:: Available data ::
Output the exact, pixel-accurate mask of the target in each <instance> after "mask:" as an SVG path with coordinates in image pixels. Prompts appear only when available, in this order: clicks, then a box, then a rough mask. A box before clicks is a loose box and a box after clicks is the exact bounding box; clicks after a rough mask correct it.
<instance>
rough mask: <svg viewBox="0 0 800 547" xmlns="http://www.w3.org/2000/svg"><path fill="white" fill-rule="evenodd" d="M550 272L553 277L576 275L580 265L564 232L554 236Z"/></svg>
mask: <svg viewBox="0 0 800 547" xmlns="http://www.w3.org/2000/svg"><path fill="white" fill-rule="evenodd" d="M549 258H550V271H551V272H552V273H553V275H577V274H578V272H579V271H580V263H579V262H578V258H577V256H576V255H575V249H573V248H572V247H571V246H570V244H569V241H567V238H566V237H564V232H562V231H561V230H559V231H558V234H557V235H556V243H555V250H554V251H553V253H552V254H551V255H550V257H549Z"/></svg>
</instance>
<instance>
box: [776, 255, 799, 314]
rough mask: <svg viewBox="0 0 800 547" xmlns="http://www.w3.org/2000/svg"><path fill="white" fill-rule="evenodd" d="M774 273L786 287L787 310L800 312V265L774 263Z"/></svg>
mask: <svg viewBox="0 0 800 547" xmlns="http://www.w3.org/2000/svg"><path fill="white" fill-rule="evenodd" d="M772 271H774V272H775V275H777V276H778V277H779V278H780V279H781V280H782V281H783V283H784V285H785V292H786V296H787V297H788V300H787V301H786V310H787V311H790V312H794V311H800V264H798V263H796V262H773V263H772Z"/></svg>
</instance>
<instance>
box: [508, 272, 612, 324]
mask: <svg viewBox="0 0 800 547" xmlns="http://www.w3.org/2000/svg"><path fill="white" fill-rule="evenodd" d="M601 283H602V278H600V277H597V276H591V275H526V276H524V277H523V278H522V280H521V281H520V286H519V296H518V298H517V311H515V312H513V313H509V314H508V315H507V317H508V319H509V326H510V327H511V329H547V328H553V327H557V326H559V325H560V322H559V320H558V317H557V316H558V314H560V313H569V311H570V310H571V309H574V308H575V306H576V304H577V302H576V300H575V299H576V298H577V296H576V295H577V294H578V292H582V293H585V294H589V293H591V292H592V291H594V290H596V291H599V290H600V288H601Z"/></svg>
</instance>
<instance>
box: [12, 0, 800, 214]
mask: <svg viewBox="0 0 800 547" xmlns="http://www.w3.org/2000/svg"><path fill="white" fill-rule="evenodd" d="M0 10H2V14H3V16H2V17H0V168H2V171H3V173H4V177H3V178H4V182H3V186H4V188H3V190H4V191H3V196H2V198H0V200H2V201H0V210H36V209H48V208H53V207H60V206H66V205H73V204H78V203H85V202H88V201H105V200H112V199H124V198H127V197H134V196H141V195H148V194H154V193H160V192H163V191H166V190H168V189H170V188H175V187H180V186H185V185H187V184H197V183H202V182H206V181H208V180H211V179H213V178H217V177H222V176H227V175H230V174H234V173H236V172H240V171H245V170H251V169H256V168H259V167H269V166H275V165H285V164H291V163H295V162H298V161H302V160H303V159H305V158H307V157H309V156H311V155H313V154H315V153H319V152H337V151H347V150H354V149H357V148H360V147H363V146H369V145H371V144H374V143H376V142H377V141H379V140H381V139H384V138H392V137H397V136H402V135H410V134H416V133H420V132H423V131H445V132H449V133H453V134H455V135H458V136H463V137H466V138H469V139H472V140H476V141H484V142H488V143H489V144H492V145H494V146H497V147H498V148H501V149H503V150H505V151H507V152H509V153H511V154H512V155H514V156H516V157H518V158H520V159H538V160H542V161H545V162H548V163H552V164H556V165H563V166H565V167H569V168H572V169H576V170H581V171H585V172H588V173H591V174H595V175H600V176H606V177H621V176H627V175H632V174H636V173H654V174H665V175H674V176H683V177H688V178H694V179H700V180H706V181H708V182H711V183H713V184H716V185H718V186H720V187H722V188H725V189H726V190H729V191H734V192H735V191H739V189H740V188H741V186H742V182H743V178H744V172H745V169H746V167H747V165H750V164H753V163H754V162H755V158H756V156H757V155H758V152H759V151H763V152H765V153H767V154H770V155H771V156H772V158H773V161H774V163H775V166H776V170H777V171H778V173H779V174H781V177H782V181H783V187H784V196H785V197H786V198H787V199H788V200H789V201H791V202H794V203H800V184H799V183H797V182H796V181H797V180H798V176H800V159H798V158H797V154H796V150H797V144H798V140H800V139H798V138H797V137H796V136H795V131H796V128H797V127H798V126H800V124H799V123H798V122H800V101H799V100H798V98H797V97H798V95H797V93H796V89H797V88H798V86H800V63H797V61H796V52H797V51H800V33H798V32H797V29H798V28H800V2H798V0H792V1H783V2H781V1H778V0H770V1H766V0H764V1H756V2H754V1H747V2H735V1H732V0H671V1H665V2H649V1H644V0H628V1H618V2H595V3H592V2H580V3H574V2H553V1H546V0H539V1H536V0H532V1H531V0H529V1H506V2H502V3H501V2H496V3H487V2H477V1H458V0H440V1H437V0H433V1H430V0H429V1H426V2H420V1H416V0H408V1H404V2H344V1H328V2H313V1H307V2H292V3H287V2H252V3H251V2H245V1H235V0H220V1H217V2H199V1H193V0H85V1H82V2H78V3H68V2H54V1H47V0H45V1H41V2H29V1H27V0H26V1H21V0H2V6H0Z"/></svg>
:::
• [How to complete this task]: Make an exact copy of the data above.

• [Response to the task]:
Output the exact, pixel-accurate mask of the target in each <instance> after "mask:" as an SVG path with coordinates in image pixels. Prompts appear only when available, in this order: clicks, then a box, then a rough mask. A box before clicks is a loose box and a box after clicks is the exact bounding box; clicks after a rough mask correct it.
<instance>
rough mask: <svg viewBox="0 0 800 547" xmlns="http://www.w3.org/2000/svg"><path fill="white" fill-rule="evenodd" d="M550 272L553 277L576 275L580 265L564 232L554 236Z"/></svg>
mask: <svg viewBox="0 0 800 547" xmlns="http://www.w3.org/2000/svg"><path fill="white" fill-rule="evenodd" d="M549 258H550V271H551V272H552V273H553V275H577V274H578V272H579V271H580V263H579V262H578V258H577V256H576V255H575V249H573V248H572V247H571V246H570V244H569V241H567V238H566V237H564V232H562V231H561V230H559V231H558V234H557V235H556V243H555V250H554V251H553V253H552V254H551V255H550V257H549Z"/></svg>
</instance>
<instance>
box: [776, 255, 799, 314]
rough mask: <svg viewBox="0 0 800 547" xmlns="http://www.w3.org/2000/svg"><path fill="white" fill-rule="evenodd" d="M774 273L786 287L787 310L800 312V265L774 263Z"/></svg>
mask: <svg viewBox="0 0 800 547" xmlns="http://www.w3.org/2000/svg"><path fill="white" fill-rule="evenodd" d="M772 271H774V272H775V275H777V276H778V277H779V278H780V279H781V280H782V281H783V283H784V285H785V292H786V296H787V297H788V300H787V301H786V310H787V311H790V312H794V311H800V264H798V263H796V262H773V263H772Z"/></svg>
</instance>
<instance>
box: [508, 272, 612, 324]
mask: <svg viewBox="0 0 800 547" xmlns="http://www.w3.org/2000/svg"><path fill="white" fill-rule="evenodd" d="M601 283H602V278H600V277H597V276H591V275H526V276H524V277H523V278H522V280H521V281H520V286H519V296H518V298H517V311H515V312H513V313H509V314H508V315H507V317H508V319H509V326H510V327H511V329H547V328H553V327H557V326H559V325H560V322H559V320H558V317H557V316H558V314H560V313H569V311H570V310H571V309H574V308H575V306H576V304H577V302H576V300H575V299H576V298H577V296H576V295H577V294H578V292H582V293H585V294H589V293H591V292H592V291H594V290H596V291H599V290H600V288H601Z"/></svg>
</instance>
<instance>
box: [12, 0, 800, 214]
mask: <svg viewBox="0 0 800 547" xmlns="http://www.w3.org/2000/svg"><path fill="white" fill-rule="evenodd" d="M0 10H2V14H3V16H2V17H0V168H2V171H3V173H4V177H3V178H4V182H3V186H4V188H3V190H4V191H3V196H2V198H0V200H2V201H0V210H36V209H48V208H53V207H60V206H66V205H73V204H78V203H85V202H88V201H105V200H112V199H124V198H127V197H134V196H141V195H148V194H154V193H160V192H163V191H166V190H168V189H170V188H175V187H180V186H185V185H187V184H197V183H202V182H206V181H208V180H211V179H213V178H217V177H222V176H227V175H230V174H234V173H236V172H240V171H245V170H251V169H256V168H259V167H269V166H275V165H285V164H291V163H295V162H298V161H302V160H303V159H305V158H307V157H309V156H311V155H313V154H315V153H319V152H337V151H347V150H354V149H357V148H360V147H363V146H369V145H371V144H374V143H376V142H377V141H379V140H381V139H384V138H392V137H397V136H402V135H410V134H416V133H420V132H423V131H445V132H449V133H453V134H455V135H458V136H463V137H466V138H469V139H472V140H476V141H484V142H488V143H489V144H492V145H494V146H497V147H498V148H501V149H503V150H505V151H507V152H509V153H511V154H512V155H514V156H516V157H518V158H520V159H538V160H542V161H545V162H548V163H552V164H556V165H563V166H565V167H569V168H572V169H576V170H581V171H585V172H588V173H591V174H595V175H600V176H606V177H621V176H627V175H632V174H636V173H654V174H665V175H674V176H683V177H688V178H694V179H700V180H706V181H708V182H711V183H713V184H716V185H718V186H720V187H722V188H725V189H726V190H729V191H734V192H735V191H739V189H740V188H741V186H742V182H743V178H744V172H745V169H746V167H747V165H750V164H753V163H754V162H755V158H756V156H757V155H758V152H759V151H763V152H765V153H767V154H770V155H771V156H772V158H773V161H774V163H775V166H776V170H777V171H778V173H779V174H781V177H782V181H783V187H784V196H785V197H786V198H787V199H788V200H789V201H791V202H794V203H800V184H799V183H797V182H796V181H797V180H798V176H800V159H798V158H797V154H796V150H797V144H798V140H800V139H798V138H797V137H796V136H795V131H796V128H797V127H798V126H800V124H799V123H798V122H800V101H799V100H798V98H797V97H798V95H797V93H796V89H797V88H798V86H800V63H797V61H796V52H797V51H800V33H798V32H797V29H798V28H800V2H798V0H792V1H783V2H781V1H778V0H770V1H766V0H764V1H756V2H754V1H747V2H735V1H732V0H671V1H665V2H649V1H644V0H628V1H618V2H595V3H592V2H580V3H574V2H553V1H546V0H539V1H536V0H532V1H531V0H529V1H506V2H502V3H501V2H496V3H487V2H477V1H458V0H440V1H437V0H433V1H430V0H429V1H426V2H420V1H416V0H408V1H404V2H344V1H328V2H313V1H307V2H292V3H287V2H252V3H251V2H245V1H235V0H220V1H217V2H199V1H193V0H85V1H82V2H78V3H68V2H54V1H47V0H45V1H41V2H29V1H27V0H26V1H21V0H2V6H0Z"/></svg>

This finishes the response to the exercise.